### Actions to take
- A) Edit the part of the passage on online forestry and climate courses starting with "But first the" and going on through "same time period.", changing "growing season" to "frost-free period".
- B) List every webinar title given in the passage on online forestry and climate courses.
- C) Carry on the passage on online forestry and climate courses from the point where it stops.

### Excerpted passage
..............................

A series of monthly webinars that I have found very interesting are those of ForestConnect. Run by Peter Smallidge, extension forester at Cornell University, they address a variety of silviculture problems of special interest to woodland owners. These are available through 2.dnr.cornell.edu/ext/forestconnect, and past sessions are collected on YouTube.
Some interesting recent webinars in this series include “Your woodlot as a wildlife habitat and source for biodiversity,” “Ecology and management of American beech,” “Why do trees grow where they do?” and “Ecology and management of Asian long-horned beetle in rural woodlands.”
Of special interest in this region is a MOOC in which I have been participating titled “Changing Weather and Climate Change in the Great Lakes Region.” The course instructors are Steve Ackerman, professor of atmospheric and oceanic sciences at the University of Wisconsin, where the course is based, and Margaret Mooney, director of education and public outreach for the Cooperative Institute for Meteorological Satellite Studies at the university.
The course lectures are in four units associated with the seasons. The first, “Winter,” called attention, as you might expect, to our recent Western New York snow events. I have, however, found “Spring” even more interesting and applicable to our situation. Unfortunately, I also find some of its forecasts threatening.
But first the good news. Our average annual temperature after 1980 is between 1 and 1.5 degrees greater than the 30-year period before 1980.
As a result, our growing season, the time difference between the average last frost date in the spring and the first frost date in the fall, has increased for our region a remarkable 10 days over that same time period.
Those changes have, however, a downside. As Ackerman says, “If you are a home gardener, you probably like the idea of a longer growing season, but with the warmer temperatures and with an associated dry spell, the plants are more stressed. Also the longer growing season is not only for our crops but also for invasive species, the weeds we fight and many of the plants we are allergic to, such as ragweed.”

..............................

### Information supplied

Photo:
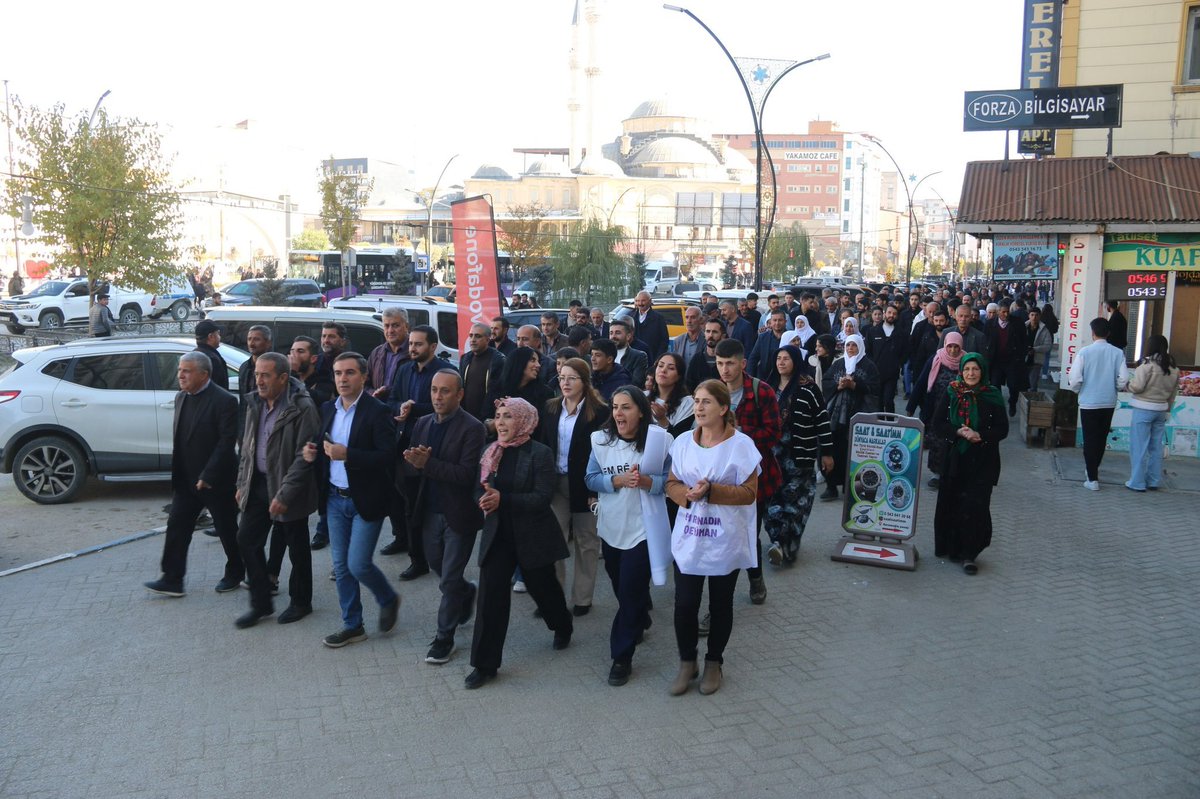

..............................

### Task answers
- A)
But first the good news. Our average annual temperature after 1980 is between 1 and 1.5 degrees greater than the 30-year period before 1980.
As a result, our frost-free period, the time difference between the average last frost date in the spring and the first frost date in the fall, has increased for our region a remarkable 10 days over that same time period.

- B)
- "Your woodlot as a wildlife habitat and source for biodiversity"
- "Ecology and management of American beech"
- "Why do trees grow where they do?"
- "Ecology and management of Asian long-horned beetle in rural woodlands"

- C)
What Ackerman does not mention is the possibility that we will lose some plants that thrive only in northern climate. One species so threatened is the maple tree that provides us that wonderful syrup and those lovely fall colors.
Precipitation represents another concern. We have seen very little change in total springtime rainfall, with our Southern Tier actually experiencing a slight decrease. When we consider the change in annual rainfall, however, the picture is quite different. Together with the rest of the New England states, we are now receiving 3 to 7 inches more precipitation.
Add to this Ackerman’s concern about the unequal distribution of our springtime rainfall by considering thunderstorms, brief periods characterized not only by lightning but also heavy rain. These are the storms that sometimes lead to flooding from overstressed storm sewers.
They are also the times when most of our rain falls between very dry periods. Here we average about six thunderstorms each spring and these storms appear to be increasing in the Great Lakes region. Perhaps most threatening about the most serious of these events (the heaviest 1 percent) is the fact that since 1958 they have increased by 71 percent in the Northeast.